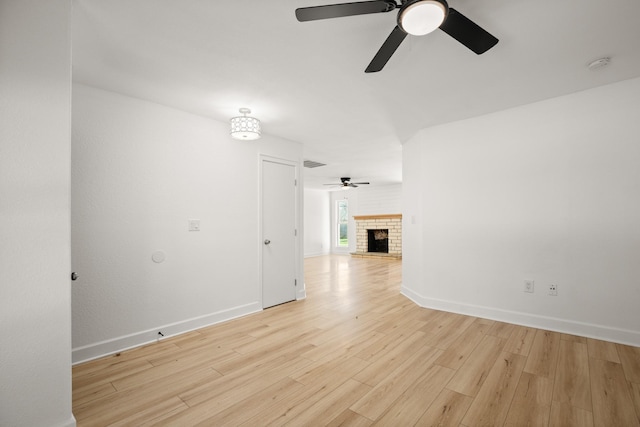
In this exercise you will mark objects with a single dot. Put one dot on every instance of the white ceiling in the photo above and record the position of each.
(306, 81)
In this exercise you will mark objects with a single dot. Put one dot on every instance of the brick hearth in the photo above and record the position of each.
(392, 222)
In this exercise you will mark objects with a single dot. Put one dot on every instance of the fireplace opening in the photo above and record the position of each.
(378, 241)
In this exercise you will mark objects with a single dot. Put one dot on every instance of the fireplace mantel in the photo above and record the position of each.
(383, 216)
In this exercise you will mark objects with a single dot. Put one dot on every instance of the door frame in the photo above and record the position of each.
(298, 239)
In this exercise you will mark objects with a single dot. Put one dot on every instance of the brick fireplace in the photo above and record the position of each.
(378, 227)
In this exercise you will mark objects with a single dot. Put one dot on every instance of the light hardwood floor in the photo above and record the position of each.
(357, 353)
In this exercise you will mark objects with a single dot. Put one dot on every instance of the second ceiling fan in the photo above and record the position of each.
(416, 17)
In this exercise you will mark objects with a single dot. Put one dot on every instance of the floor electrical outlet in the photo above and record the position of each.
(528, 286)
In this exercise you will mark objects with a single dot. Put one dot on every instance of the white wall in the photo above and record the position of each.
(316, 222)
(35, 307)
(548, 192)
(363, 200)
(140, 172)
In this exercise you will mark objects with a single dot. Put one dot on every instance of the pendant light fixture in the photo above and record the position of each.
(244, 127)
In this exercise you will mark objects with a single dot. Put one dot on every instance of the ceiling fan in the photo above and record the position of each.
(415, 17)
(346, 182)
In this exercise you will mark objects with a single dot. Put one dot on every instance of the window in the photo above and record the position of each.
(343, 223)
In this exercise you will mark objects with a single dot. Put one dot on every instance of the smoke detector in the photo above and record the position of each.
(599, 63)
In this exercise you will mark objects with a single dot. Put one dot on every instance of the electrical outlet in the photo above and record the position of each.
(528, 286)
(194, 225)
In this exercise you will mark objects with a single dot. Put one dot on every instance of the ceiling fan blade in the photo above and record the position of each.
(344, 9)
(468, 32)
(386, 50)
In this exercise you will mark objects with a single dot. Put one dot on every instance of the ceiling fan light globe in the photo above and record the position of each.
(422, 16)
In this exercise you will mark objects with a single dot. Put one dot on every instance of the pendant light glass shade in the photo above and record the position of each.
(245, 127)
(422, 17)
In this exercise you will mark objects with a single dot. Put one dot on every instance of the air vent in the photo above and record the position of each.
(311, 164)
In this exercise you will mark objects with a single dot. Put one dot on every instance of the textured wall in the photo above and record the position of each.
(35, 318)
(140, 172)
(546, 192)
(316, 222)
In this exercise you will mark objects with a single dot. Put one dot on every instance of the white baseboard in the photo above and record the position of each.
(312, 254)
(104, 348)
(71, 422)
(589, 330)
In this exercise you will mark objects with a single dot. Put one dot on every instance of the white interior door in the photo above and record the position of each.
(278, 233)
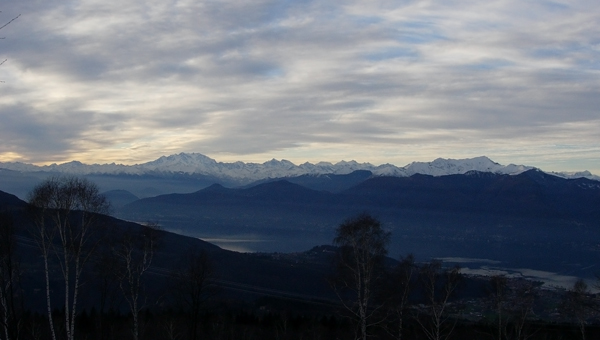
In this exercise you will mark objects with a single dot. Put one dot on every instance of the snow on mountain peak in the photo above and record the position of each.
(196, 163)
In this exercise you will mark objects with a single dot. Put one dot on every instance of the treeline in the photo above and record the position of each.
(101, 282)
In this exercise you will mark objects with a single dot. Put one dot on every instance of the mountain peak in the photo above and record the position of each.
(244, 173)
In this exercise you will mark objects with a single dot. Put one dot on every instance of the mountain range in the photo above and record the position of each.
(245, 173)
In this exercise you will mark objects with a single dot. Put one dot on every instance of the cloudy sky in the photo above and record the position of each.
(376, 81)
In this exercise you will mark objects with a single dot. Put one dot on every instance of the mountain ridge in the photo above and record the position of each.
(199, 164)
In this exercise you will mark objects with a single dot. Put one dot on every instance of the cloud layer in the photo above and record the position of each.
(378, 81)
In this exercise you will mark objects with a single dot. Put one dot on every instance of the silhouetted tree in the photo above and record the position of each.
(190, 288)
(577, 303)
(135, 251)
(362, 246)
(522, 298)
(438, 286)
(498, 296)
(66, 213)
(398, 288)
(11, 306)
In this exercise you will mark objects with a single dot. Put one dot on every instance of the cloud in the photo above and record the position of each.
(136, 79)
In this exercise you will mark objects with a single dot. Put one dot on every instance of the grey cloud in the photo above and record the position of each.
(272, 75)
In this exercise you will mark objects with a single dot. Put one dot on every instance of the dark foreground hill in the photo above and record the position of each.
(532, 220)
(238, 276)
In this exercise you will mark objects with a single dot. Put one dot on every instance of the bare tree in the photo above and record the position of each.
(498, 296)
(135, 251)
(522, 297)
(401, 283)
(66, 214)
(439, 286)
(10, 292)
(577, 303)
(191, 286)
(363, 245)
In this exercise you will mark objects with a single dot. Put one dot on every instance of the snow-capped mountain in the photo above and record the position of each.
(196, 163)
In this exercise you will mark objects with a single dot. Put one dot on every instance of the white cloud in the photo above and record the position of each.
(387, 81)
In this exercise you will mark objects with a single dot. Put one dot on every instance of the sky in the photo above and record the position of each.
(128, 81)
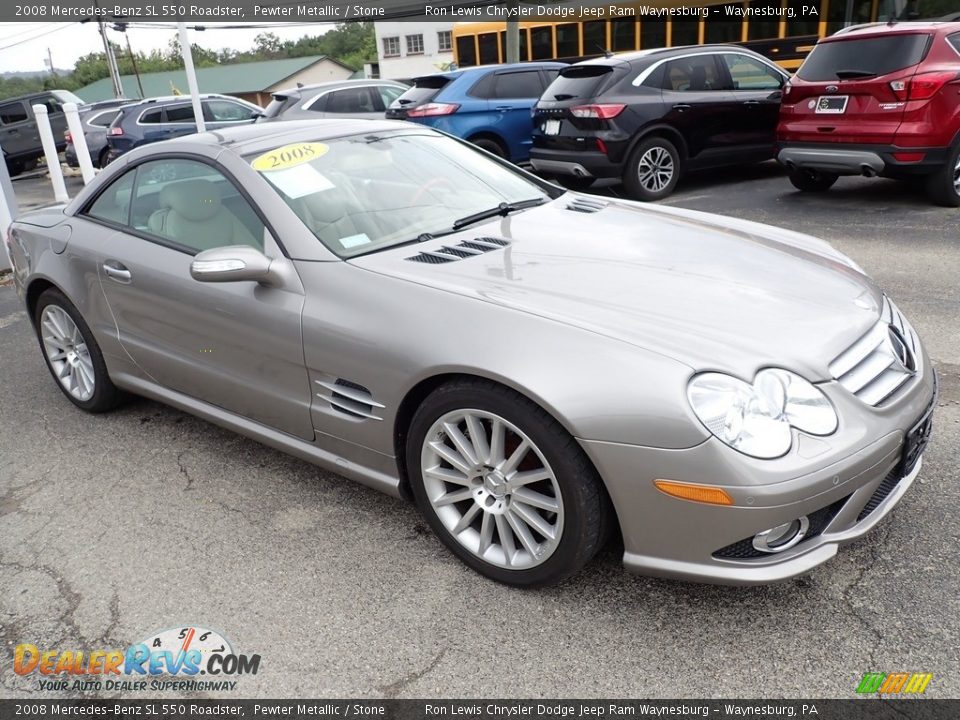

####

Return each line of the data, keeping its wording exact and omitting pictures.

* **ANSWER TO THE EXERCISE**
In this exercise you will mark objects with a single dot. Put one dot on every instance of the white ceiling in the photo above and record the position of each.
(306, 81)
In this exercise you will mark objects with a single dot. Put one dot on every instance of the brick hearth in the photo above and record the position of each.
(392, 222)
In this exercise you will mark objects with a single dot. Put one dot on every instance of the fireplace opening in the photo above and record the position of each.
(378, 241)
In this exercise you will mark objects with a single dot. Put one dot on every instance of the fireplace mantel in the photo above and record the position of each.
(383, 216)
In this exercise you will mark objects with a single dot. Put one dot on every instance of the door frame in the photo above and record the position of each.
(298, 239)
In this exercise you will mark objects with a single dot. Put one dot on every instance of the brick fireplace in the photo above and record the position of each.
(378, 227)
In this exercise you will mark objects with a single dot. Put one dot on every instance of the light hardwood floor in the photo above and record the position of each.
(357, 353)
In this exercise you will mark objects with a single dot. Put one dot on every instance of the second ceiling fan in the photo above and record the position of each.
(416, 17)
In this exercise you will mark objects with a single dot. Put one dot on every instance of the floor electrical outlet in the photo above and record the position of each.
(528, 286)
In this exercise you will mark objects with a single dot. Put one dot on every instance of the white wall in the photo above and record the position of each.
(316, 222)
(35, 307)
(548, 192)
(363, 200)
(140, 172)
In this exercise you will mark objects with a single dot. Put one dot on every instance of the pendant light fixture in the photo above and record the position of each.
(244, 127)
In this exercise you will mark objects with a single dot. Put one dot on every instance of the ceiling fan in the photo above and record the position of each.
(415, 17)
(346, 182)
In this exercise you will mark objects with a single dot. Put one dot on every instance of the window in the photo above and record the position of each.
(343, 223)
In this exercise you will mark objects with a single dot. Put one dot on every instance of the smoke detector in the photo above and record the position of each.
(599, 63)
In this exercise you will mark objects with a single dot. Put one dot on every instance of the electrical outlet in the photo above and record the position of each.
(528, 286)
(194, 225)
In this exercise you will mark objects with a single dot. Put one dot on every instance of the ceiling fan blade in the photo above and record the position of each.
(344, 9)
(468, 32)
(386, 50)
In this exercise you will mark objects with a single dot. Put one dot on every instance of the ceiling fan light globe in the photo above and record the position of each.
(422, 16)
In this exercise you will mark objects with a single dot. Put one dot on every instance of the pendant light glass shade in the photo above and record the position of each.
(245, 127)
(422, 17)
In this exercise you will mark objects with a single dot. Put one dot on every instance of the air vent in the photo above and record the position of each.
(311, 164)
In this exercise you will mark objects with a single dot. Put one dot on every instance of the textured wall in the photo above and record the position of each.
(35, 318)
(140, 172)
(546, 192)
(316, 222)
In this exercise you will mark objects with a single dot. Put one dot on every instance of the white baseboard in the photo above and record the position of each.
(312, 254)
(104, 348)
(71, 422)
(589, 330)
In this exercise you will mark objects with a single dot. Put one dot on every instance of the white interior door in the photo above and record the position of each.
(278, 233)
In this exercise you will mark objects with a single dot. Put one dot on every instance of the snow on mountain peak in the photo above and record the position of each.
(196, 163)
In this exercise you will mark objects with a single dot. Put one dot on every instance of the treeline in the photo above and record the position of each.
(101, 282)
In this exercise you will mark objects with a single dot. Put one dot on every instance of the mountain peak in the photo above and record the position of each.
(244, 173)
In this exercise you will mark objects with a single dot. Put one dot on every instance of the mountain range in the photo above and record the position of each.
(245, 173)
In this exercise you will mark objects with a single dot. Put one dot on every instance of the cloudy sky in the photo above and record the position of each.
(376, 81)
In this exercise you will mark objects with a single dot. Put one dot on every instance of the mountain ridge in the photo above and record the position of each.
(199, 164)
In this exercise you will mark objects with a single dot. Put one dot on every instance of the cloud layer in the photo above and record the position of each.
(378, 81)
In this exercise you will mark objects with a single dot. Put one dot on every instance of the silhouetted tree in the photo above and record the position of each.
(190, 288)
(577, 303)
(135, 251)
(362, 246)
(522, 298)
(438, 286)
(498, 296)
(66, 213)
(398, 288)
(11, 306)
In this exercise you will mark objects with a single dot. Put one dot on every instance of the cloud in the photo above and record the position of each.
(136, 79)
In this exercise you will mark objects with a single dot. Put one dot on every instance of the grey cloud in the photo above and record the position of each.
(272, 75)
In this exercise you will mark objects with a single dot. Put one dot on every instance of the dark foreground hill in the photo above and record the position of each.
(532, 220)
(238, 276)
In this exercise you will mark objects with a single dot. Put one dot on every instance of the bare tree in the photo above and record the position of each.
(498, 296)
(135, 251)
(522, 297)
(401, 283)
(66, 214)
(439, 286)
(10, 292)
(577, 303)
(191, 286)
(363, 245)
In this exercise you will mark objects with a single dot. Put one dot on every instance of the snow-capped mountain in the photo above and record the position of each.
(196, 163)
In this exercise you will mark objects with a single dot. Put one dot on every instance of the white cloud in the photo above and record the position of each.
(387, 81)
In this exercise you will mark objects with a single dot. Put one dot on every instance of the sky in the photo above and record the position of each.
(128, 81)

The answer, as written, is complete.